YOUR INSTRUCTIONS:
Leave out every line before the one containing "Objective — for every instance of the power", and repeat the rest of the material below exactly, that line included.
· · · · ·
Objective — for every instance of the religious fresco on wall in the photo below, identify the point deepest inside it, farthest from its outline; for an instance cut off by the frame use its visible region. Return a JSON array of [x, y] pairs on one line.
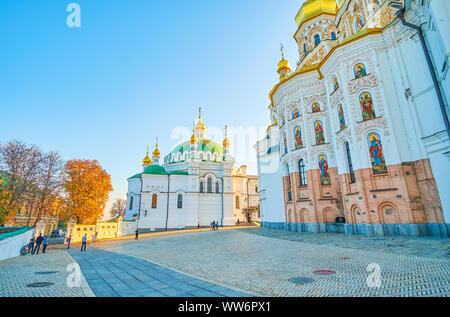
[[366, 102], [298, 137], [335, 84], [376, 154], [360, 70], [315, 107], [323, 166], [318, 128], [341, 117]]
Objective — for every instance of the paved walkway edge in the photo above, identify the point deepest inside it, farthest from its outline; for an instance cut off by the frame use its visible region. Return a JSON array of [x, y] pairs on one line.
[[194, 276], [87, 291]]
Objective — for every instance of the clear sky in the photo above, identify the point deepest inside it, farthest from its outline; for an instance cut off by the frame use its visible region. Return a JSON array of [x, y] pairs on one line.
[[137, 69]]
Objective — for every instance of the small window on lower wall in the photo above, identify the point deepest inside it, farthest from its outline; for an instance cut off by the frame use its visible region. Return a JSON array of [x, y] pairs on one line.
[[180, 201]]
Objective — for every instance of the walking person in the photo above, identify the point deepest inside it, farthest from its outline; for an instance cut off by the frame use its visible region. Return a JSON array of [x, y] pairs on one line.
[[83, 242], [38, 244], [31, 245], [69, 238], [44, 244]]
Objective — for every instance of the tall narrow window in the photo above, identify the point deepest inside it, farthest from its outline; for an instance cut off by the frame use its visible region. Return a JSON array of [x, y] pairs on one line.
[[209, 185], [131, 202], [302, 173], [180, 201], [316, 39], [350, 164]]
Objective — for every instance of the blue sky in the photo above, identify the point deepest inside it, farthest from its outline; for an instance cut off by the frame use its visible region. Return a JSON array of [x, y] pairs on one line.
[[135, 70]]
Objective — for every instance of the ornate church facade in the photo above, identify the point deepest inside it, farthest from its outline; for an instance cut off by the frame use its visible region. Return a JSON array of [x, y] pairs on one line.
[[357, 129], [196, 184]]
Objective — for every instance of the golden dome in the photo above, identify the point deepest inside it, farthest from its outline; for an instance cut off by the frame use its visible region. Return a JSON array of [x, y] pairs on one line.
[[193, 139], [226, 142], [147, 160], [156, 152], [283, 64], [313, 8], [200, 125]]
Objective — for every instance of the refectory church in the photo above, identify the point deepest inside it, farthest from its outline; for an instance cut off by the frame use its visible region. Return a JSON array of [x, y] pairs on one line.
[[197, 184]]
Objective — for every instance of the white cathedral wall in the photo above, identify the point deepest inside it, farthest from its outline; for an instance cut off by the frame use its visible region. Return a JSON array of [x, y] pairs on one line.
[[209, 208], [134, 190]]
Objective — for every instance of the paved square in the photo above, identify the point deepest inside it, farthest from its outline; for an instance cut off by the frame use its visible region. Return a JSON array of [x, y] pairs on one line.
[[238, 263]]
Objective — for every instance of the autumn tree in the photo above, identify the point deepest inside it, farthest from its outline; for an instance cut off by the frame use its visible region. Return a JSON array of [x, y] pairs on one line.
[[87, 188], [119, 207], [21, 166], [49, 183]]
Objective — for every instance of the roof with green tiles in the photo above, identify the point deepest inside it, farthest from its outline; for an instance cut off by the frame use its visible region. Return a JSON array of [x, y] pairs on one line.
[[157, 170], [204, 145]]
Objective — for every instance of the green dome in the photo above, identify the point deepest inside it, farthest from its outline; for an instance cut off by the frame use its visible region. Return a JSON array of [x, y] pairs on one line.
[[155, 170], [204, 145]]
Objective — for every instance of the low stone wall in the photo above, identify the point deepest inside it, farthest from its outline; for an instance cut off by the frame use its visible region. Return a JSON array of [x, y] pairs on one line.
[[11, 243], [371, 230]]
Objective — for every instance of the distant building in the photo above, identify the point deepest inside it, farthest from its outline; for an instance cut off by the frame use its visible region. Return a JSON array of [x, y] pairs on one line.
[[361, 129], [196, 184]]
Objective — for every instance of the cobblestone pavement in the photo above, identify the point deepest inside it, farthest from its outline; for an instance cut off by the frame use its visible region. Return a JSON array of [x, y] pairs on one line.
[[116, 275], [263, 265], [18, 272], [421, 246]]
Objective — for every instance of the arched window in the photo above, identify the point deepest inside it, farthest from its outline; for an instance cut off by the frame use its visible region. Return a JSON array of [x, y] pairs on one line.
[[376, 154], [318, 129], [367, 108], [298, 137], [360, 70], [341, 117], [180, 201], [302, 173], [209, 185], [131, 202], [350, 164], [315, 107], [316, 39], [335, 84], [323, 166]]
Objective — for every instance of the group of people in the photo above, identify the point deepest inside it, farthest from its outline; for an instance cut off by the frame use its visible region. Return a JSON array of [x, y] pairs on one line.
[[214, 225], [35, 244]]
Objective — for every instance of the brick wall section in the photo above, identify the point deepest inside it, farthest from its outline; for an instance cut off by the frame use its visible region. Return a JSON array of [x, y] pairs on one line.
[[406, 194]]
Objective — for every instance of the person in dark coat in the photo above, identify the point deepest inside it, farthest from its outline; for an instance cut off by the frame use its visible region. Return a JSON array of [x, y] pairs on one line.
[[39, 241], [83, 242], [69, 238], [31, 245], [44, 244]]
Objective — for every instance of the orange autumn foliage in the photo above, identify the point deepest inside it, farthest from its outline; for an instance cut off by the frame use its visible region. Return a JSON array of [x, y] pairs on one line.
[[87, 186]]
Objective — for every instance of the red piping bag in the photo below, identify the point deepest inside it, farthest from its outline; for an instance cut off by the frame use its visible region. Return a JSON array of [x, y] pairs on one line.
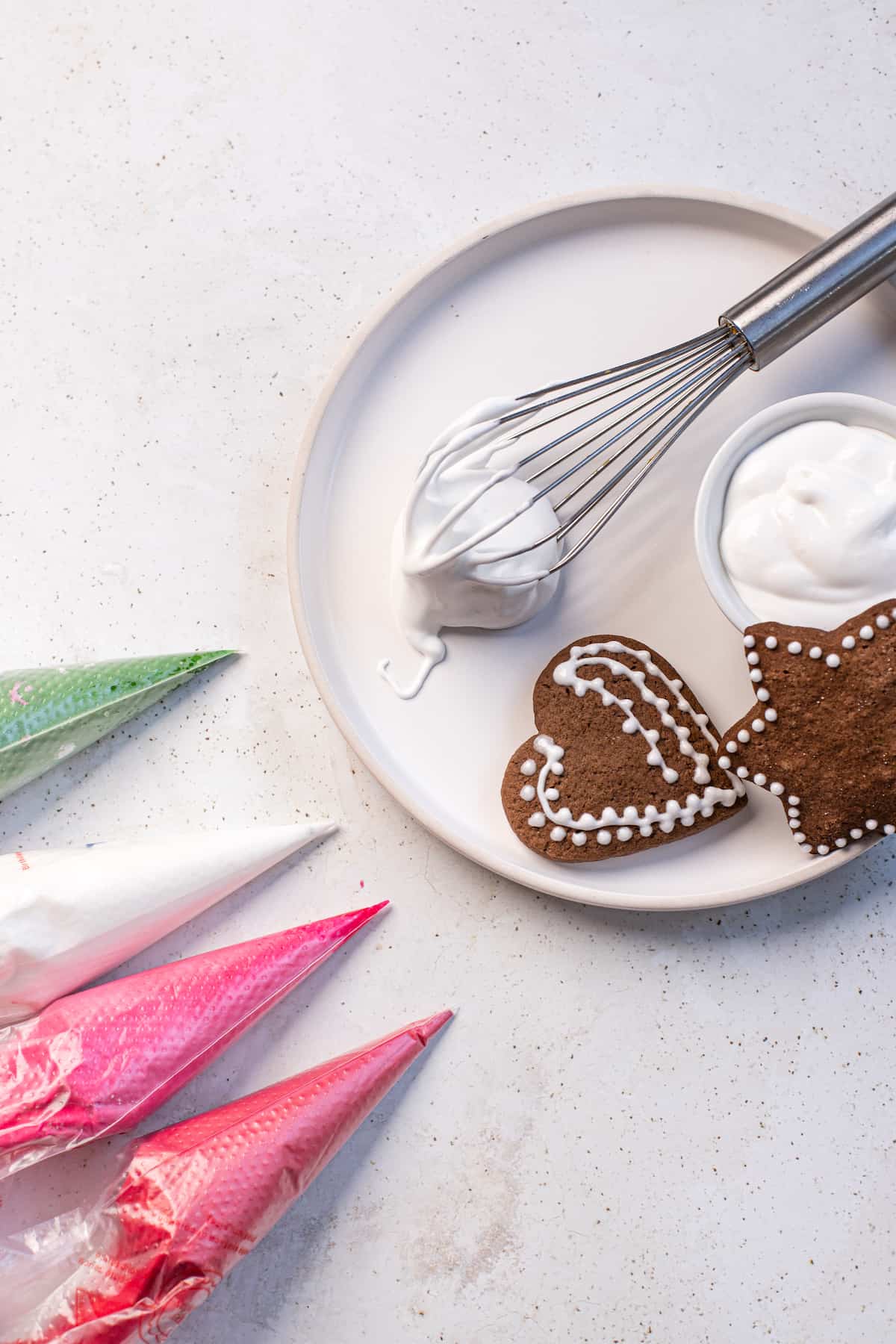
[[99, 1062], [191, 1202]]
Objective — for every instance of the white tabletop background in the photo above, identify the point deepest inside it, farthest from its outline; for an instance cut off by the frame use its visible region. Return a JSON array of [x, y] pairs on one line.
[[676, 1129]]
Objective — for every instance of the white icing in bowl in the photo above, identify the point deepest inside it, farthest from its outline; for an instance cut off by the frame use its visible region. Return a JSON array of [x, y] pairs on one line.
[[795, 519]]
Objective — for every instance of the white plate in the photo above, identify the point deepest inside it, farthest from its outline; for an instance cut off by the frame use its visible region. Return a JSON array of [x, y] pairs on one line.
[[548, 295]]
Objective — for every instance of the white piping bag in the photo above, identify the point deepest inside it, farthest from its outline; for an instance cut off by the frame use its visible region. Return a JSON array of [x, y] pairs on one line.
[[69, 915]]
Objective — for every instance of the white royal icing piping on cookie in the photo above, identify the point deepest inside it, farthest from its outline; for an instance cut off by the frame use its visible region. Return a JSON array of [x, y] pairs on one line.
[[563, 821], [833, 662]]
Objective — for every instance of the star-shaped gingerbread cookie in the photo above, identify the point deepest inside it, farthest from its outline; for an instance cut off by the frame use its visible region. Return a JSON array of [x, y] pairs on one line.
[[822, 732]]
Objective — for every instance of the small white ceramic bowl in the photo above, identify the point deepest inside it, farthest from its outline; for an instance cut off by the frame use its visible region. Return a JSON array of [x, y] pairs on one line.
[[847, 408]]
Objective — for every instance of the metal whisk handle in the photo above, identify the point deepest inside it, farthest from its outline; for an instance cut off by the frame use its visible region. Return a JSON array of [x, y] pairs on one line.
[[820, 285]]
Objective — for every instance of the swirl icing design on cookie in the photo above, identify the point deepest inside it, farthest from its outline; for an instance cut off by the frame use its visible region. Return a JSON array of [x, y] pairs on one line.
[[633, 816]]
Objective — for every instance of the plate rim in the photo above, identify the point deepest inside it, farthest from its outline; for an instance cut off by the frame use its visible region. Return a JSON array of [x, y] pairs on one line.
[[548, 885]]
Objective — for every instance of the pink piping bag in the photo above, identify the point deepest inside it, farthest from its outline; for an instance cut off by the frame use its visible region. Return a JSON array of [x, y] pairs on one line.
[[99, 1062], [191, 1202]]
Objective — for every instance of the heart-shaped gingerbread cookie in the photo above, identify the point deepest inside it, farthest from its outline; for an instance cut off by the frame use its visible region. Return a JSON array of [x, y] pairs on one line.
[[623, 757]]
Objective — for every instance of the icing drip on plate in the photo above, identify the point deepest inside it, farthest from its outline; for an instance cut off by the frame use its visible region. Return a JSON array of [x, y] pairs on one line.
[[453, 561]]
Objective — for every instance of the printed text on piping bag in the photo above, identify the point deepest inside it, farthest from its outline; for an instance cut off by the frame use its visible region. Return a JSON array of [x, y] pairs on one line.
[[47, 714], [191, 1202], [101, 1061], [70, 915]]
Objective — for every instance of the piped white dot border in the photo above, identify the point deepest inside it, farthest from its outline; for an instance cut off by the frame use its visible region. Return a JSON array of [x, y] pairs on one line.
[[770, 715]]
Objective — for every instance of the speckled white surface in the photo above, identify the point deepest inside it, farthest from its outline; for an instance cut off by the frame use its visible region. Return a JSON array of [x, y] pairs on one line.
[[638, 1128]]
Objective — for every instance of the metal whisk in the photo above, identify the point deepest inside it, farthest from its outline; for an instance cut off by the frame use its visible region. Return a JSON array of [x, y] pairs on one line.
[[635, 411]]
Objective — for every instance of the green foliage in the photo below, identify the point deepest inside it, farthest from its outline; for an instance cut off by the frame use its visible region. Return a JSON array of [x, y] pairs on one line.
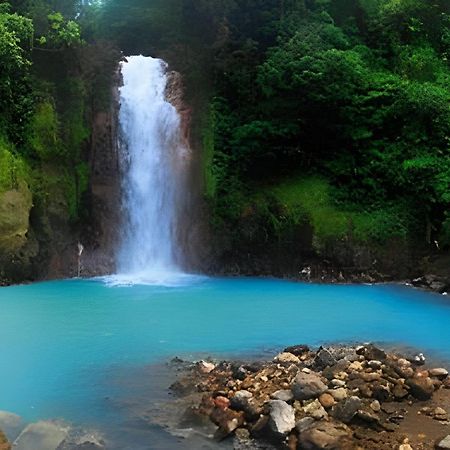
[[13, 169], [44, 132]]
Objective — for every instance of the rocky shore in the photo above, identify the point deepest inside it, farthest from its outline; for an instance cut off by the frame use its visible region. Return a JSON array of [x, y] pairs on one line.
[[345, 397]]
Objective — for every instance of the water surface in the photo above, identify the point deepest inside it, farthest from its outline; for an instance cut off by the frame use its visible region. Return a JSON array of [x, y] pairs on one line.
[[69, 348]]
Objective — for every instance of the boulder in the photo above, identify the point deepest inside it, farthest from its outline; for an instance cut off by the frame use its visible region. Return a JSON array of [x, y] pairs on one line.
[[307, 385], [324, 358], [421, 388], [315, 410], [287, 357], [304, 424], [346, 409], [286, 395], [324, 435], [227, 420], [281, 417], [43, 435]]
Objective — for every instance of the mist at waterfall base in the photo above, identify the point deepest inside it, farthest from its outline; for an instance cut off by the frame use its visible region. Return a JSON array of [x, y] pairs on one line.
[[74, 349], [154, 164]]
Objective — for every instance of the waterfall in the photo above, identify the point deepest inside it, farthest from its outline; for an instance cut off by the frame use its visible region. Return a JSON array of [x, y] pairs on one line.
[[154, 163]]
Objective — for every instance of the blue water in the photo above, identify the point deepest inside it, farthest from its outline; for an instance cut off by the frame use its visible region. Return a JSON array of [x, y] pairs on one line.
[[62, 343]]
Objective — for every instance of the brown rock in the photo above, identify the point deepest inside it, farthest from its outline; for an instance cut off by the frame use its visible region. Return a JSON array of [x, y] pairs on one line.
[[324, 435], [327, 400], [227, 420], [222, 402]]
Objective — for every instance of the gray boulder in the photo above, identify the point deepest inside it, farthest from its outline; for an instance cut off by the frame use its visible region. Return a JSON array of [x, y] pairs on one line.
[[43, 435], [324, 435], [281, 417], [307, 385]]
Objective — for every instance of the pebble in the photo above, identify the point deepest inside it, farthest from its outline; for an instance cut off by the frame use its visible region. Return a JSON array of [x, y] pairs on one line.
[[327, 400], [286, 357], [375, 406]]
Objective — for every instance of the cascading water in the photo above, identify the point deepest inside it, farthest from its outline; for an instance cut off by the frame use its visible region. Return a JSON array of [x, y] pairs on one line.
[[154, 163]]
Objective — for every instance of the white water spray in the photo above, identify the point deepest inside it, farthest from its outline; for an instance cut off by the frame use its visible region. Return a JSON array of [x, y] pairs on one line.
[[154, 164]]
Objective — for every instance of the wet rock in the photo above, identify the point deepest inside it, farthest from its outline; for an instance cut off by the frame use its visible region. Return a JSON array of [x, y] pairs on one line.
[[81, 440], [339, 394], [307, 385], [421, 388], [324, 435], [205, 366], [370, 352], [227, 420], [323, 359], [222, 402], [375, 406], [399, 391], [438, 373], [346, 409], [440, 414], [11, 424], [287, 357], [381, 392], [43, 435], [297, 350], [286, 395], [337, 383], [240, 400], [4, 444], [368, 415], [315, 410], [304, 424], [281, 417], [444, 444], [327, 400]]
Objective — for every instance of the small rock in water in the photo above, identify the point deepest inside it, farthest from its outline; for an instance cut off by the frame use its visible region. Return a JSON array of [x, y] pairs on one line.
[[205, 366], [346, 409], [438, 373], [304, 424], [297, 350], [307, 385], [315, 410], [43, 435], [444, 444], [281, 417], [324, 435], [327, 400], [375, 406], [286, 395], [286, 357], [240, 400], [323, 359], [339, 394]]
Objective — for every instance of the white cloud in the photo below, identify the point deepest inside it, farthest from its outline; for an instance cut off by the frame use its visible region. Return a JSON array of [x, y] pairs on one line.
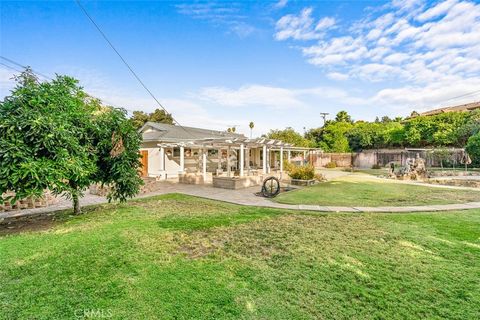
[[302, 26], [252, 95], [406, 41], [337, 76], [423, 98], [280, 4], [6, 81], [437, 10], [226, 15]]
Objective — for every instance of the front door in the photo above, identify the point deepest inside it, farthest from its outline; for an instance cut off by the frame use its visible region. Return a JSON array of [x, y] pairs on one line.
[[144, 155]]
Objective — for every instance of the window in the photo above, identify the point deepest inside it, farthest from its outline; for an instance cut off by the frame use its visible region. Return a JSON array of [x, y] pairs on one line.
[[176, 152]]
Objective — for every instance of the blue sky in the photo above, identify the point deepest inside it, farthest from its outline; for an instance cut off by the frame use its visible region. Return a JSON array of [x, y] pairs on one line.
[[278, 63]]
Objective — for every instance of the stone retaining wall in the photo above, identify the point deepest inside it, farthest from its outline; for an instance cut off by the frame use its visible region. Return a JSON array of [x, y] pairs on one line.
[[30, 202], [150, 185]]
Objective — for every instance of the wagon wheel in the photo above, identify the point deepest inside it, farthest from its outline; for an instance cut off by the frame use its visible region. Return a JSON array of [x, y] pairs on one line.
[[271, 187]]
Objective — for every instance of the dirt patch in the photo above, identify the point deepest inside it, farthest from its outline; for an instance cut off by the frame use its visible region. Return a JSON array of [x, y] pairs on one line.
[[38, 222]]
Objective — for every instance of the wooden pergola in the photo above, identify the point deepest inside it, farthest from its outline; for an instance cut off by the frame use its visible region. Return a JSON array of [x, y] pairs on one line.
[[241, 145]]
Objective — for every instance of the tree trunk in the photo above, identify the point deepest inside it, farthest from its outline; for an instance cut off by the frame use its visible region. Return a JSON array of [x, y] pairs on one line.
[[76, 204]]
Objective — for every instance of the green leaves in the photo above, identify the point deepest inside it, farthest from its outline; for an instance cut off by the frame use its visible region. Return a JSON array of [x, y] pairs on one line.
[[53, 135]]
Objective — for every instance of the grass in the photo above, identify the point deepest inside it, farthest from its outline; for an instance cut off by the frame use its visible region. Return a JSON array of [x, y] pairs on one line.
[[352, 191], [182, 257]]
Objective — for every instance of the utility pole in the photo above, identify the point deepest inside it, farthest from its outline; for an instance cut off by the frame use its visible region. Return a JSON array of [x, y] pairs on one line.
[[324, 116]]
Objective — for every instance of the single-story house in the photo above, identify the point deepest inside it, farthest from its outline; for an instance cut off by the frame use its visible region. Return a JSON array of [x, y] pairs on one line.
[[195, 155]]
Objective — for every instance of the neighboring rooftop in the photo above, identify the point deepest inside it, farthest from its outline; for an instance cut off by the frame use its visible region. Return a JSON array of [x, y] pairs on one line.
[[154, 131], [460, 108]]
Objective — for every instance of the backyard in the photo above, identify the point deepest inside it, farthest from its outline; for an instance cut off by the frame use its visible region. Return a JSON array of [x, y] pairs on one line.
[[176, 256], [360, 189]]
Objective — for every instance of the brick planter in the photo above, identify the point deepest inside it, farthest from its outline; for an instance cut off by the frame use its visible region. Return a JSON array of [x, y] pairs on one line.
[[303, 183]]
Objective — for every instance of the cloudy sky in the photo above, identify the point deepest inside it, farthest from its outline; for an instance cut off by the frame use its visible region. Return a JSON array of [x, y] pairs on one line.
[[279, 64]]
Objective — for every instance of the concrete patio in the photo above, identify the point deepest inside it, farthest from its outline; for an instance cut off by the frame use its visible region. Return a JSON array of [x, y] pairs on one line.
[[245, 197]]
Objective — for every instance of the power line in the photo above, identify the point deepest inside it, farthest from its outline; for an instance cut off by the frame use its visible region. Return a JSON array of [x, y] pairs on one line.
[[126, 63], [49, 78]]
· · · · ·
EXERCISE OUTPUT:
Objective — for every instance of the power line in the photo above, identify the point deepest inside it, farthest from its outline; for an instance cut off by the frame use its visible region. Return a JSON array of [x, y] pairs on one line.
[[126, 63], [49, 78]]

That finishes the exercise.